Records for this task -
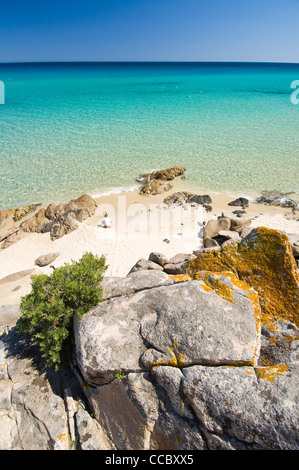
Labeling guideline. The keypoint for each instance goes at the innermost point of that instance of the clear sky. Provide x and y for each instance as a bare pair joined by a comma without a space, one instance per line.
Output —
149,30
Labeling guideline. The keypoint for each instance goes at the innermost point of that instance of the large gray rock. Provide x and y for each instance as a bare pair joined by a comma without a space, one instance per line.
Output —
186,366
169,324
134,282
144,264
252,406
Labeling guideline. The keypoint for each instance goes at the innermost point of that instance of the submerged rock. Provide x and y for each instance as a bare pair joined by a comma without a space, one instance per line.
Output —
150,359
162,175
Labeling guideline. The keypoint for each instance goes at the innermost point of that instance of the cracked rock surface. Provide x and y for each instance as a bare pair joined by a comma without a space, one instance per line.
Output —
181,366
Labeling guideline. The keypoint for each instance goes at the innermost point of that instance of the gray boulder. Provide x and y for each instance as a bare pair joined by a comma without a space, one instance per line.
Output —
165,324
182,366
158,258
134,282
244,405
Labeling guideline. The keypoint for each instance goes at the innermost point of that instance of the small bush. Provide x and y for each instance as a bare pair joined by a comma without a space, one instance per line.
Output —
47,312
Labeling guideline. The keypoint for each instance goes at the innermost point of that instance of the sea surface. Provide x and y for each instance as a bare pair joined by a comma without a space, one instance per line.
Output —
71,128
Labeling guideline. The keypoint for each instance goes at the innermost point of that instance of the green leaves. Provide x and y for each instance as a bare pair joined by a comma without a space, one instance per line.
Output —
47,312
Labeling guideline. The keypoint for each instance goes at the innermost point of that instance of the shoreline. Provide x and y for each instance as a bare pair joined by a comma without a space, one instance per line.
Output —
124,249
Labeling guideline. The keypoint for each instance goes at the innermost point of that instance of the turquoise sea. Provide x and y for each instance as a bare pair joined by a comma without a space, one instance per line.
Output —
71,128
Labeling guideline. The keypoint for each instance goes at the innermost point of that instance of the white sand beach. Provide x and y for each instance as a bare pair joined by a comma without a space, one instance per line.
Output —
141,225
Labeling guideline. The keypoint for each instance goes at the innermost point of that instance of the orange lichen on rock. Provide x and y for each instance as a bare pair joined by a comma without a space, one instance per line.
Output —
217,286
266,263
271,372
180,277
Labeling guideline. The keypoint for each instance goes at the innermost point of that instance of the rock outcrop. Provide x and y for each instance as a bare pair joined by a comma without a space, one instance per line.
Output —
205,359
275,198
58,219
264,260
185,197
41,409
157,182
188,365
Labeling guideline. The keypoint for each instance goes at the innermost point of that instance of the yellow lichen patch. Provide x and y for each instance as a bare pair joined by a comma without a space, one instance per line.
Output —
176,361
180,277
271,372
265,263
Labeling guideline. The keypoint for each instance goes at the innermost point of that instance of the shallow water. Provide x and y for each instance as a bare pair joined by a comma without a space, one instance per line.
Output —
66,129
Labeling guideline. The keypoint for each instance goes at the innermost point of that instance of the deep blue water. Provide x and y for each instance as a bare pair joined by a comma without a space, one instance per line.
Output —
69,128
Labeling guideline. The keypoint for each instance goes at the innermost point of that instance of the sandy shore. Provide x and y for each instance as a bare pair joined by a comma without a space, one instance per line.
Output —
141,224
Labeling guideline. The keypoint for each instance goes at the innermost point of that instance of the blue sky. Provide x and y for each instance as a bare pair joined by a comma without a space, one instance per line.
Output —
152,30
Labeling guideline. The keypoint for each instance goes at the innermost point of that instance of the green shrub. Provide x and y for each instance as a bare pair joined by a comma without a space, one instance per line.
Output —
47,312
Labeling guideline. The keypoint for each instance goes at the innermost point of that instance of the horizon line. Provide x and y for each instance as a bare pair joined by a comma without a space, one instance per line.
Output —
148,62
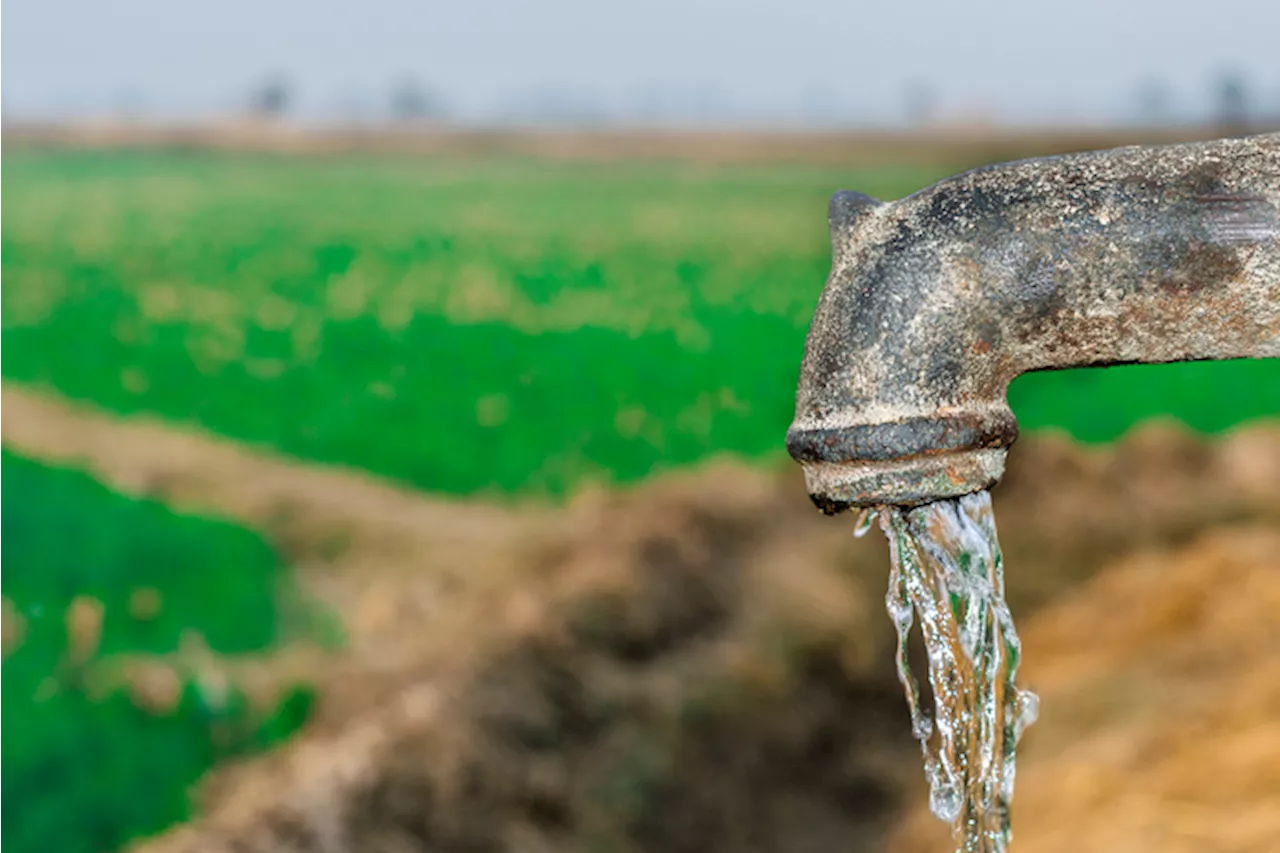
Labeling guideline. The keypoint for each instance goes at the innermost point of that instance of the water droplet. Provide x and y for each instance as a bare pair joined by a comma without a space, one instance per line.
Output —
945,802
947,575
864,523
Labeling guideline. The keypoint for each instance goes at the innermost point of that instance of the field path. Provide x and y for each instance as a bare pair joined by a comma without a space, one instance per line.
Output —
394,565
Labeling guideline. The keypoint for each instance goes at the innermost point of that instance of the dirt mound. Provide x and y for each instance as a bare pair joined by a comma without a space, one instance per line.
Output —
1160,683
699,664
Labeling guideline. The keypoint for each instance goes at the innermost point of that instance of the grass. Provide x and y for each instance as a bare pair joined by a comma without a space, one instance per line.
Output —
467,325
85,770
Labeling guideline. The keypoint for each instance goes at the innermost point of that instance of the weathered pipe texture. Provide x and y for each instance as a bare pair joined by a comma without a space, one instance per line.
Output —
936,302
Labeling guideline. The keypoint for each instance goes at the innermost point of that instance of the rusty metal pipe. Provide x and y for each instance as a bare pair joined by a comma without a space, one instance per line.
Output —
937,301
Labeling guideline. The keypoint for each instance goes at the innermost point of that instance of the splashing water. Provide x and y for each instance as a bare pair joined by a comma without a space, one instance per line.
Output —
947,569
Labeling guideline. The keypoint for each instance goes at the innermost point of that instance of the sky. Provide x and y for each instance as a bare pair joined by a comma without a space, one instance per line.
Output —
763,60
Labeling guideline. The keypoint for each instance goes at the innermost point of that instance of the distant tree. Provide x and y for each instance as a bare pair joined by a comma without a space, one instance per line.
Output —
273,97
411,101
1232,104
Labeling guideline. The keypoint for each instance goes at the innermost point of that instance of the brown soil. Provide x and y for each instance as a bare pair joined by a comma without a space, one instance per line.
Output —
1160,731
700,664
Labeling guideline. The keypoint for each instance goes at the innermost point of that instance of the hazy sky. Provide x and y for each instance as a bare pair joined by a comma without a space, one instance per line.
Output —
1023,58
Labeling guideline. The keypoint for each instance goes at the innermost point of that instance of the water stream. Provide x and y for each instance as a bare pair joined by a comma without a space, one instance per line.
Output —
947,571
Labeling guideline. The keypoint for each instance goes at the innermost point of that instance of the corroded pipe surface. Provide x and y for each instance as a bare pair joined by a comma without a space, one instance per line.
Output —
937,301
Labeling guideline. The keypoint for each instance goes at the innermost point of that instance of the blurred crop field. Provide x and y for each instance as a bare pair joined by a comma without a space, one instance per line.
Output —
494,325
503,328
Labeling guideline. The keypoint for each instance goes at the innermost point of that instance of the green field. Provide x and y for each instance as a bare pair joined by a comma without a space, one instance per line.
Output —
466,325
81,771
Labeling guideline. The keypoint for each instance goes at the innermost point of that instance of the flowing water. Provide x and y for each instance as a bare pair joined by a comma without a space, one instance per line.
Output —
947,571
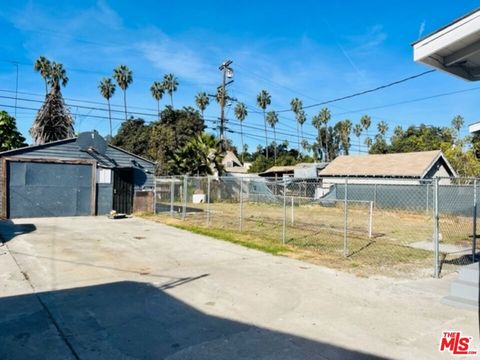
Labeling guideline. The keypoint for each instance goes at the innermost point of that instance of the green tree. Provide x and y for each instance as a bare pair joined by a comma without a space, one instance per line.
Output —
53,121
301,117
325,117
107,89
200,156
170,83
124,77
241,114
157,92
357,130
296,106
366,121
382,128
44,67
263,101
58,76
272,120
202,101
10,137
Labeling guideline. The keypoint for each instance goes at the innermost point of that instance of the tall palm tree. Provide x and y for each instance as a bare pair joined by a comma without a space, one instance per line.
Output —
58,76
241,113
263,100
366,121
296,106
124,77
170,83
357,130
44,67
157,90
272,120
107,89
382,128
457,124
368,142
317,124
301,118
202,100
325,117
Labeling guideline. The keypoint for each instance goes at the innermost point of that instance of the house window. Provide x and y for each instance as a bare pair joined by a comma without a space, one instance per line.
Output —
104,176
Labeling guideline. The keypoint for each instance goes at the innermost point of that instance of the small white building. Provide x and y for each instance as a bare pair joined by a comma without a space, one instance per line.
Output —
401,168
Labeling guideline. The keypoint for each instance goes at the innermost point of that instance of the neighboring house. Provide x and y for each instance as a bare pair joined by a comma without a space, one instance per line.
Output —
74,177
232,166
302,170
400,168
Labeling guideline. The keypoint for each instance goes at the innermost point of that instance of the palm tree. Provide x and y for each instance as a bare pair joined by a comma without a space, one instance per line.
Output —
124,77
382,128
58,76
325,117
457,124
44,67
170,83
241,113
263,100
357,130
301,118
107,89
296,106
366,121
157,92
368,142
202,100
272,120
317,124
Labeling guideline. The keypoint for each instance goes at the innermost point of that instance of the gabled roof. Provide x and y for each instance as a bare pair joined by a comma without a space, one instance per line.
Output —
65,141
401,165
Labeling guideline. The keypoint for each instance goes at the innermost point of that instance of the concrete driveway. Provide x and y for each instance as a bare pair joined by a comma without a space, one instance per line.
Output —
94,288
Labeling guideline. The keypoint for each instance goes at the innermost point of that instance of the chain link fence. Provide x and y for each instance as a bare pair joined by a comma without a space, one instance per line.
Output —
371,226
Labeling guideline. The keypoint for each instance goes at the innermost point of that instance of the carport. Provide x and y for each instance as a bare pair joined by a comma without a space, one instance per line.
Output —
74,177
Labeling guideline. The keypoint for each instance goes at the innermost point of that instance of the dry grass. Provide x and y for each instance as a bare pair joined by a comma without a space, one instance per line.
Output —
317,234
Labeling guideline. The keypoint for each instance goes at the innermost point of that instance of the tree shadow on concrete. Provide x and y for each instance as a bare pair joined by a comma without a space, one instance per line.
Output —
138,320
8,229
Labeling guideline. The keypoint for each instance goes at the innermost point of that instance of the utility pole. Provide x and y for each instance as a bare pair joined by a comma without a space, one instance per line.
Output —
227,72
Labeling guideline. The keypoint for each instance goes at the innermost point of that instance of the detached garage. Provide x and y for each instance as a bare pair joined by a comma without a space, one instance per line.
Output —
74,177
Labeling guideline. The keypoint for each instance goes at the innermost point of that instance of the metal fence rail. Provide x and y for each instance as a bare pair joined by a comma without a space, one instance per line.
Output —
374,225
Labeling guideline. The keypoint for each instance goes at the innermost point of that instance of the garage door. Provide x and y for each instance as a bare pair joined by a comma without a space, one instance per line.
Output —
37,189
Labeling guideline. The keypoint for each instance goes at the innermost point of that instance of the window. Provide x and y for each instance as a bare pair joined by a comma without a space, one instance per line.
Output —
104,176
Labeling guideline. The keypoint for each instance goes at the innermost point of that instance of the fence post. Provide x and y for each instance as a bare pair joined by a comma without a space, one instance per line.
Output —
293,215
436,231
345,220
208,201
427,200
241,204
284,230
370,220
172,194
474,234
185,195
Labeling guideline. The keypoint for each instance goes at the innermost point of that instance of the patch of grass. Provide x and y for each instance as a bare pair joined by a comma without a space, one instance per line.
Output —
240,238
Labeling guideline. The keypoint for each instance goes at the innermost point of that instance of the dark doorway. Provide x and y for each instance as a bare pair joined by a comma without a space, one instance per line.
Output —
123,190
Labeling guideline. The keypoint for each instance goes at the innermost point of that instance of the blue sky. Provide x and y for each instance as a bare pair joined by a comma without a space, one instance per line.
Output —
315,50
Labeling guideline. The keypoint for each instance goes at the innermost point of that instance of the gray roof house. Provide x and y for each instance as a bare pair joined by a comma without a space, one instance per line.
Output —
413,167
74,177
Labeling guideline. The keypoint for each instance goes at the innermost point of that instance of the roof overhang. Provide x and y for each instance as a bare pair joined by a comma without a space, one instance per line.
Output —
454,48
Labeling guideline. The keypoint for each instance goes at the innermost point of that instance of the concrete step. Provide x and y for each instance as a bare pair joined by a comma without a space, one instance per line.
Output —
464,289
469,273
461,303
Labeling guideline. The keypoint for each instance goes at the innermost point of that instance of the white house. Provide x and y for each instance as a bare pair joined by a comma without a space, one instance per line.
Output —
400,168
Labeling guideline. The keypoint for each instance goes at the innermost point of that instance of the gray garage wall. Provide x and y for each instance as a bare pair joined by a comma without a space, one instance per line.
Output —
67,149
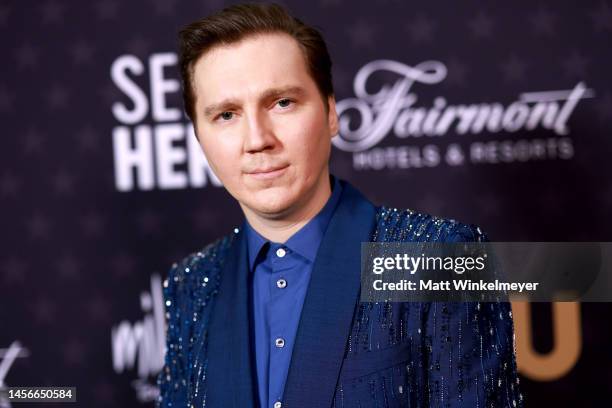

Exercise instructions - State how many lines of the material above contain the string "window", with matching case, and give only the number.

Finished task - 2